• _Document segment_:
....
The magnitude of the CAF surface produced will peak when τ and k/N (the fractional 
frequency difference) are equal to the TDOA and FDOA, the target values of the function. As 
previously noted, CAF requires that the S1 and S2 signals are in analytic signal format. Typically, 
signals include both positive and negative frequencies. However, an analytic signal has only 
positive frequency components. The Hilbert Transform can be used to transform a real-valued 
signal into its analytic representation.  
CAF is computed in a similar fashion on both the K2EVM-HK and ODROID-C2 boards. 
Figure 9 shows the flow diagram for CAF. The input data is based on a boat emitting a pure sine 
wave as it moves away from a receiver in a ship port tower. X1 and X2 are the input signals to the 
 26 
algorithm. X1 is a pure sine wave at 9GHz and X2 is the same sine with a frequency offset of 4kHz 
and a time offset of 100us. Both input signals have 16K samples.  
 
Figure 9. Complex ambiguity function flow diagram 
 
This input was chosen in conjunction with our partners at Harris Corporation. The format 
of CAF is based off MATLAB code from [44]. The fine computation described [44] is not used in 
our function because the computational requirements needed for a nearly-negligible improvement 
in output precision were deemed unnecessary. The input data does not contain complex numbers 
and is transformed into analytic format for correct computation in the pre-processing stage in 
Figure 9. This process is composed of a Hilbert Transform, a lowpass finite response filter (FIR), 
and decimation by two. This process also mimics the quadrature demodulation that would occur 
in a real system. The Hilbert Transform and FIR are optimized using OpenMP and the decimation 
is optimized with SIMD instructions native to the ODROID-C2 architecture. The application ran 
on the KS2 did not include this SIMD optimization. Next, the FFTs are performed along with an 
optimized version of MATLAB’s fftshift function to create the S1 and S2 signals for the next block 
 27 
as denoted in Figure 8. For the K2EVM-HK, these signals are transferred using DMA to the L2 
space for the remaining computation. However, the DMA transfer does not occur on the ODROID-
C2 because it lacks the required functionality.
....
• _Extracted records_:

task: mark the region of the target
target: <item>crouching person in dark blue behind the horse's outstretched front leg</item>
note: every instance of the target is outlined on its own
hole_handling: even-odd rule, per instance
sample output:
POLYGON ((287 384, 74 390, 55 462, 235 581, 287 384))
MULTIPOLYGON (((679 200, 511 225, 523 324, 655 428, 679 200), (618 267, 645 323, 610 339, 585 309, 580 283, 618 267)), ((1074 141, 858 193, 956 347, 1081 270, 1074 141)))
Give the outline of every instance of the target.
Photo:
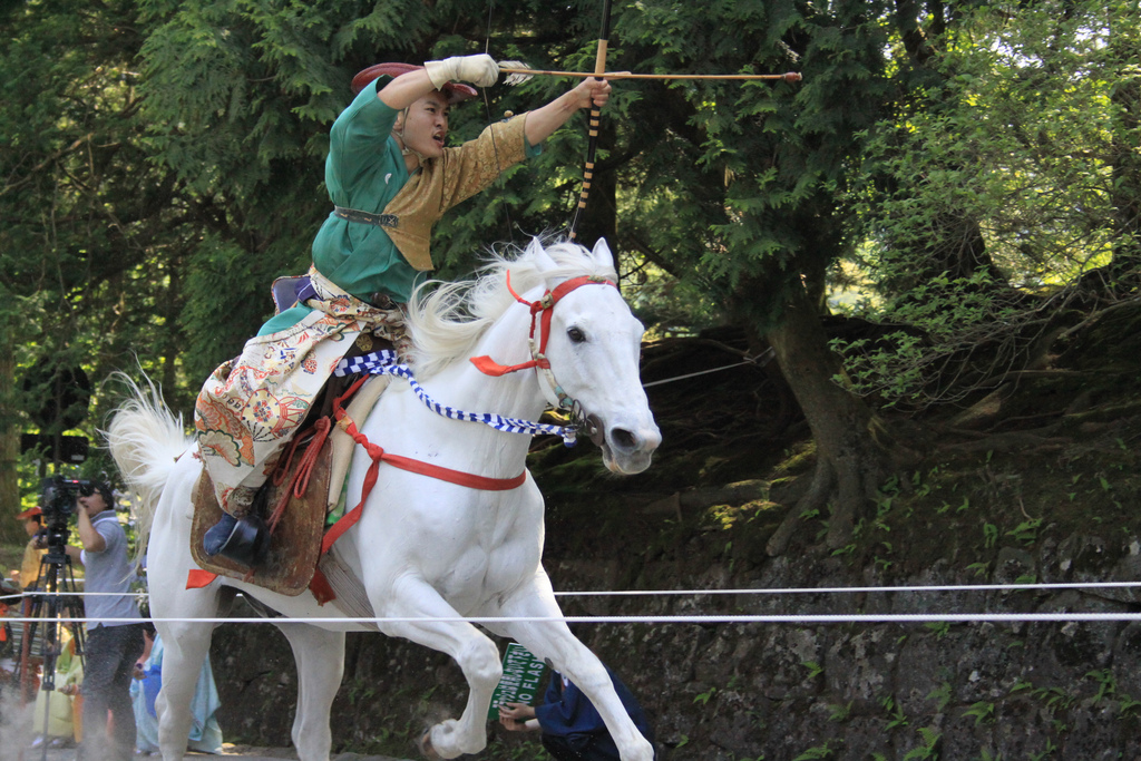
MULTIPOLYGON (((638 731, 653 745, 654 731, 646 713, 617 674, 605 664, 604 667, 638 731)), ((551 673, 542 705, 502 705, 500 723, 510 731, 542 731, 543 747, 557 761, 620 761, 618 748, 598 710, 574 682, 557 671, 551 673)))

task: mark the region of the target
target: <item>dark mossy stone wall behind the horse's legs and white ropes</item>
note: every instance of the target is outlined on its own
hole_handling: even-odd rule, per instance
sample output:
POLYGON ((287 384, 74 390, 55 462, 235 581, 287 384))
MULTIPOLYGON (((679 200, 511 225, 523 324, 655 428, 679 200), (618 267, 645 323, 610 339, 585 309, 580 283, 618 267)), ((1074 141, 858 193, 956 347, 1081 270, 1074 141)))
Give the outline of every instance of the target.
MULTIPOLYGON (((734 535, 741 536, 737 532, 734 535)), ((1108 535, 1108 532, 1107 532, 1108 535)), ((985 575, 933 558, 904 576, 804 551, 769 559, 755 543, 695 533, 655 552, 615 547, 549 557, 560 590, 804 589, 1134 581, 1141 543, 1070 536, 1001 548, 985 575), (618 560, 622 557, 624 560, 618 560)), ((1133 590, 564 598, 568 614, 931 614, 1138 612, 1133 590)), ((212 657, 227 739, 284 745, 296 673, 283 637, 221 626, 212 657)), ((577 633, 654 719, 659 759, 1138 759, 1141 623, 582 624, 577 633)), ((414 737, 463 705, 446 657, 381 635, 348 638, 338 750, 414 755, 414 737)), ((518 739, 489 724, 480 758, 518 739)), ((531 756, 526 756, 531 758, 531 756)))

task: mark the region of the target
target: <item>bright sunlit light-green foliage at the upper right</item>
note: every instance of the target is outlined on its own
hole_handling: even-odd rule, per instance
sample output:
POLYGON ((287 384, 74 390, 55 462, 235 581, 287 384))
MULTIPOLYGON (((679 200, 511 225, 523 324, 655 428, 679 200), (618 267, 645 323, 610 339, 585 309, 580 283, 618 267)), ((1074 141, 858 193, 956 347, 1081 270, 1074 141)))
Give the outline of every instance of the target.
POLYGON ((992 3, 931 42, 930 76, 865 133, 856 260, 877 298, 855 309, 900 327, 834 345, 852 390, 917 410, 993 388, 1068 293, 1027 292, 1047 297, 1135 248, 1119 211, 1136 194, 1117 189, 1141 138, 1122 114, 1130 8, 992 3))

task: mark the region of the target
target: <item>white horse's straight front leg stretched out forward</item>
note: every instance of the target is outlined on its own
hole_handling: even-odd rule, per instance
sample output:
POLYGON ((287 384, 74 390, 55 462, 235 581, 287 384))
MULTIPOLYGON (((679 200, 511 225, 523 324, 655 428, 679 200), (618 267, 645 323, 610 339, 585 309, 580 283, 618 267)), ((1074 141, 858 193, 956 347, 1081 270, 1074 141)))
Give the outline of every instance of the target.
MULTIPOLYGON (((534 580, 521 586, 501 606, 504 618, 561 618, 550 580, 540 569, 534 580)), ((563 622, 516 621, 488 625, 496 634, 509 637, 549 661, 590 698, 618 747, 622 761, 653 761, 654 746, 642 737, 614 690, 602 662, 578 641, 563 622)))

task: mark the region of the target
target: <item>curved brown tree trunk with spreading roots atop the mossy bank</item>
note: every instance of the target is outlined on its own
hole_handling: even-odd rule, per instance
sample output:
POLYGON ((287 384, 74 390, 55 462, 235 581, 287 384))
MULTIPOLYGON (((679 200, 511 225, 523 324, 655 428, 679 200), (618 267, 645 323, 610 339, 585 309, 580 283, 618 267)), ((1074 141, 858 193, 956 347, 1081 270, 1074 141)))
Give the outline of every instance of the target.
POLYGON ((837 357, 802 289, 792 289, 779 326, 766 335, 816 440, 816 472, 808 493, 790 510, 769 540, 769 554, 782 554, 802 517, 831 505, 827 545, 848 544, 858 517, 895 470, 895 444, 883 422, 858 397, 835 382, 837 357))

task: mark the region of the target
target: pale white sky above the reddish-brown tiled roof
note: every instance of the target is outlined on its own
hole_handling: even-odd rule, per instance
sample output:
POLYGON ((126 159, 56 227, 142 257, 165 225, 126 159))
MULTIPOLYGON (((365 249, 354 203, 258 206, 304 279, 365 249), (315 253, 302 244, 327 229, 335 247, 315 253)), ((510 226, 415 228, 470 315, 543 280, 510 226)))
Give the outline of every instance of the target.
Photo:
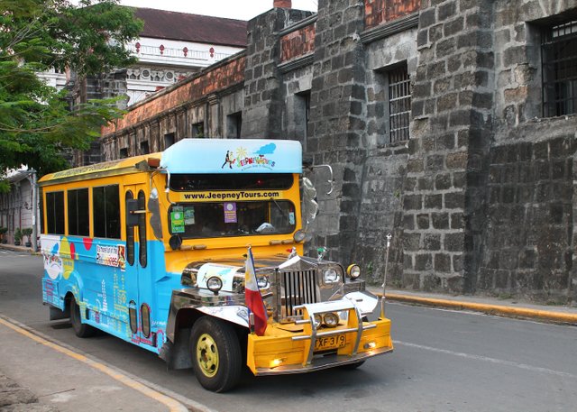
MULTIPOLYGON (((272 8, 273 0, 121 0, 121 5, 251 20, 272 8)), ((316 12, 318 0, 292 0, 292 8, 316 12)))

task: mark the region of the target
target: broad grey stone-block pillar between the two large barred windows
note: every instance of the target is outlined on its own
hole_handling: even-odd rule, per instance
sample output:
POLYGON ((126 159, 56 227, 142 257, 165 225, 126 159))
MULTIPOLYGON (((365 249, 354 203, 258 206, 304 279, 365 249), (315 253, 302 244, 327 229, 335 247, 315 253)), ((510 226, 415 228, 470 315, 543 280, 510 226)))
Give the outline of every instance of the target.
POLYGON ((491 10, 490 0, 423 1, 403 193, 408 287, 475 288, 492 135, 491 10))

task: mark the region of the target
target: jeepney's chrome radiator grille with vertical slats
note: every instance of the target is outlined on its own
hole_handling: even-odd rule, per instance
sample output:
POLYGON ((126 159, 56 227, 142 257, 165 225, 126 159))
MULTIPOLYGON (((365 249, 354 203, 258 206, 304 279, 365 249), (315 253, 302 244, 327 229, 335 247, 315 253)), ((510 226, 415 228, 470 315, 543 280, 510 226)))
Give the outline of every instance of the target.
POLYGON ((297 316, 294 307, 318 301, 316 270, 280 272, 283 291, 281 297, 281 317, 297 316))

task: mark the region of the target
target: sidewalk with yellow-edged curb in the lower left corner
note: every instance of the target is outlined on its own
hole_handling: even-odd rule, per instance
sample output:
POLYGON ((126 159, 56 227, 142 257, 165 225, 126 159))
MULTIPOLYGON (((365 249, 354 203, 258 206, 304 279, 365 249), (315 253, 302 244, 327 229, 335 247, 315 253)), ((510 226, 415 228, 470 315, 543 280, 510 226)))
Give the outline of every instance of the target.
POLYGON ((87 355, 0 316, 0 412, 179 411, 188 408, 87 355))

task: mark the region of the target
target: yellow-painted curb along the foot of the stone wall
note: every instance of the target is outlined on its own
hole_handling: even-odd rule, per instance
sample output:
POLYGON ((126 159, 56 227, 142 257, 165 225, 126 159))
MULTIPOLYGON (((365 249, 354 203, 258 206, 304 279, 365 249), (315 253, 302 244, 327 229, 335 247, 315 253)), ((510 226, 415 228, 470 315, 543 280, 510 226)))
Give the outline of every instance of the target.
....
• _Using the information_:
(a) Name every step that makes up the pre-processing stage described in the complex ambiguity function passage.
(b) Please quote the complex ambiguity function passage from "CAF is computed" up to and including "have 16K samples.".
The listing isn't needed for any of this work.

• _Response list_:
(a)
- Hilbert Transform
- lowpass finite response filter (FIR)
- decimation by two

(b)
CAF is computed in a similar fashion on both the K2EVM-HK and ODROID-C2 boards. 
Figure 9 shows the flow diagram for CAF. The input data is based on a boat emitting a pure sine 
wave as it moves away from a receiver in a ship port tower. X1 and X2 are the input signals to the 
 26 
algorithm. X1 is a pure sine wave at 9GHz and X2 is the same sine with a frequency offset of 4kHz 
and a time offset of 100us. Both input signals have 16K samples.